## Your goal
Your answer is the lines from the one that has "Get blue scrub" through the last line of the records below, retyped exactly and alone.

## Input data
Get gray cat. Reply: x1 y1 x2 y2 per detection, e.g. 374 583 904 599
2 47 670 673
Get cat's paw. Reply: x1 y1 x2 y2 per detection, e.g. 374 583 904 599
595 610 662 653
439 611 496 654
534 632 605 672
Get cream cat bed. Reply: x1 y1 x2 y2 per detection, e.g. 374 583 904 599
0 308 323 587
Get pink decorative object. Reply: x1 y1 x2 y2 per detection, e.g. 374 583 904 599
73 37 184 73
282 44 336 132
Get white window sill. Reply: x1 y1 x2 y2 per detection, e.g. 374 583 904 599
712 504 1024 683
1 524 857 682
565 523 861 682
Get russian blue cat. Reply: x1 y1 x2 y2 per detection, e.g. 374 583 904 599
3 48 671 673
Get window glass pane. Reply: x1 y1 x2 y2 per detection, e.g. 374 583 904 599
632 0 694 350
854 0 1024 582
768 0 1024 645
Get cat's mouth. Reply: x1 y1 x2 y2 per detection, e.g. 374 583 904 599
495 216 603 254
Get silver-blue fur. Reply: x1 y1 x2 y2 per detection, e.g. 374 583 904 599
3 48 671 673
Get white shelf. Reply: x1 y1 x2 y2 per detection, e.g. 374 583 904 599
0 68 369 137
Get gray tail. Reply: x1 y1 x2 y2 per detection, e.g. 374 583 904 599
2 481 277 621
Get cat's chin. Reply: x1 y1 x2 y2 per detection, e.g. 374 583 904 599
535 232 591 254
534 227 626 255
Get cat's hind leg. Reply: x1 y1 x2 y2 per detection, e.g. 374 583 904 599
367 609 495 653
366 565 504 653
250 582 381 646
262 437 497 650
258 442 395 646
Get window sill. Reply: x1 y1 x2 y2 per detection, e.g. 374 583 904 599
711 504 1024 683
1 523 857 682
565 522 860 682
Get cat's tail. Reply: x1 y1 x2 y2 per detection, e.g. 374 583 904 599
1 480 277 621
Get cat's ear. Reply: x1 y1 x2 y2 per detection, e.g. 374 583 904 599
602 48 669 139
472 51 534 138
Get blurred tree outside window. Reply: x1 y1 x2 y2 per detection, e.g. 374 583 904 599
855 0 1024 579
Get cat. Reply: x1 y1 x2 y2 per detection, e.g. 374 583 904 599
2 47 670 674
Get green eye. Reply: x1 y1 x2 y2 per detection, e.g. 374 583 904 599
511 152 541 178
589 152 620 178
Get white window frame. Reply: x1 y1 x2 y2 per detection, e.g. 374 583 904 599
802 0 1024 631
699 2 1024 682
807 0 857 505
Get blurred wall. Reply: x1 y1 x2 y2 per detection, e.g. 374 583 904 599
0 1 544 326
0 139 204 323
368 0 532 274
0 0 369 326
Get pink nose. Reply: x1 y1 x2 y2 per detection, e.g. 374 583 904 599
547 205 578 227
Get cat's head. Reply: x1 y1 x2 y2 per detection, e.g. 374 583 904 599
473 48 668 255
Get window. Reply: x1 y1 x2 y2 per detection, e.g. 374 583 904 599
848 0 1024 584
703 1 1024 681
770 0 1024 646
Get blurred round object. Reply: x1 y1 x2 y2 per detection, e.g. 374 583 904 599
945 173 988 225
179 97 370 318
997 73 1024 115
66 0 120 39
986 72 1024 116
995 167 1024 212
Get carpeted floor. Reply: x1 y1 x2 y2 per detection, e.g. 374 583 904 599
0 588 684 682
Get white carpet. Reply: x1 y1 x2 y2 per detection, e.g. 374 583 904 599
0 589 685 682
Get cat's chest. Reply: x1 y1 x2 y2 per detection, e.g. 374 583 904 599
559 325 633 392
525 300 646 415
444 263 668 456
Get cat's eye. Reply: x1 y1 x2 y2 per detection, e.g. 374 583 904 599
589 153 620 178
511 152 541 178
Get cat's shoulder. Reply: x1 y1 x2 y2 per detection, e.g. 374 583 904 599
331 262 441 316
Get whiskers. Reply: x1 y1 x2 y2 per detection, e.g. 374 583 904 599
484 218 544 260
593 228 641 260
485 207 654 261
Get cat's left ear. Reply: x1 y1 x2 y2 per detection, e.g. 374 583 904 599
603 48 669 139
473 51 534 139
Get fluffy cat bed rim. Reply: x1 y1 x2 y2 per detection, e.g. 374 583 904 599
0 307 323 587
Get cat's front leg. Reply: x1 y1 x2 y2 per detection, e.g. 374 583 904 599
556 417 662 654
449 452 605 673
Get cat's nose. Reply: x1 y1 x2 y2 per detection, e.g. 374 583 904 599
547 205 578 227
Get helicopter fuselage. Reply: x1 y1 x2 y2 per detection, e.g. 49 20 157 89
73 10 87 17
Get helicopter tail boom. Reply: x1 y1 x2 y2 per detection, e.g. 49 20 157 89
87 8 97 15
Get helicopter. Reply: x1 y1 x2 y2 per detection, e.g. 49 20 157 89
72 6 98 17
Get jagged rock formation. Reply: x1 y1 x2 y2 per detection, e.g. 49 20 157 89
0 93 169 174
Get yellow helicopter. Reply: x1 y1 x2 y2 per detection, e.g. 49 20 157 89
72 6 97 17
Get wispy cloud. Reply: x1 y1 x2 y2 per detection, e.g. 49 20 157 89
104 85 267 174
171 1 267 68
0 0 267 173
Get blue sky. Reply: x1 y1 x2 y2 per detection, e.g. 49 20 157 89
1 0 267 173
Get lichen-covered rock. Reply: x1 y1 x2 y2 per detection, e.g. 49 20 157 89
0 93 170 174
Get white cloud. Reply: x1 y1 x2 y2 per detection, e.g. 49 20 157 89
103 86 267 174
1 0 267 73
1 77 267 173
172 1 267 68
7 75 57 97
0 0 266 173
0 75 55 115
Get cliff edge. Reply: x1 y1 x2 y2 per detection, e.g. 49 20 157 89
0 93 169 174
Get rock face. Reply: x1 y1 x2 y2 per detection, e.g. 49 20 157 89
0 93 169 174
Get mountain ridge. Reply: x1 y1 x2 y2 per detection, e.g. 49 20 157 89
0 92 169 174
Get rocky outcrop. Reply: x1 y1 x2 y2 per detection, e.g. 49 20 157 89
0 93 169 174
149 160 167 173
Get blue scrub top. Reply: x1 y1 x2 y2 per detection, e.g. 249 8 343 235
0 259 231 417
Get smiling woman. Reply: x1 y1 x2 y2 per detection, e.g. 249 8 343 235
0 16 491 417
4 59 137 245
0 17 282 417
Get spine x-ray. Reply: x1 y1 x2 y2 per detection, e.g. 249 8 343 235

## Result
Get blue scrub top. Reply: x1 y1 x2 y2 per detection, e.g. 249 8 343 235
0 259 231 417
Get smiling woman. Reply: x1 y1 x2 y2 per detection, e.g. 249 8 343 235
0 16 491 417
4 59 137 245
0 17 282 417
Get spine x-ray. Reply: x1 y1 x2 y2 per detection, e.g. 249 8 343 235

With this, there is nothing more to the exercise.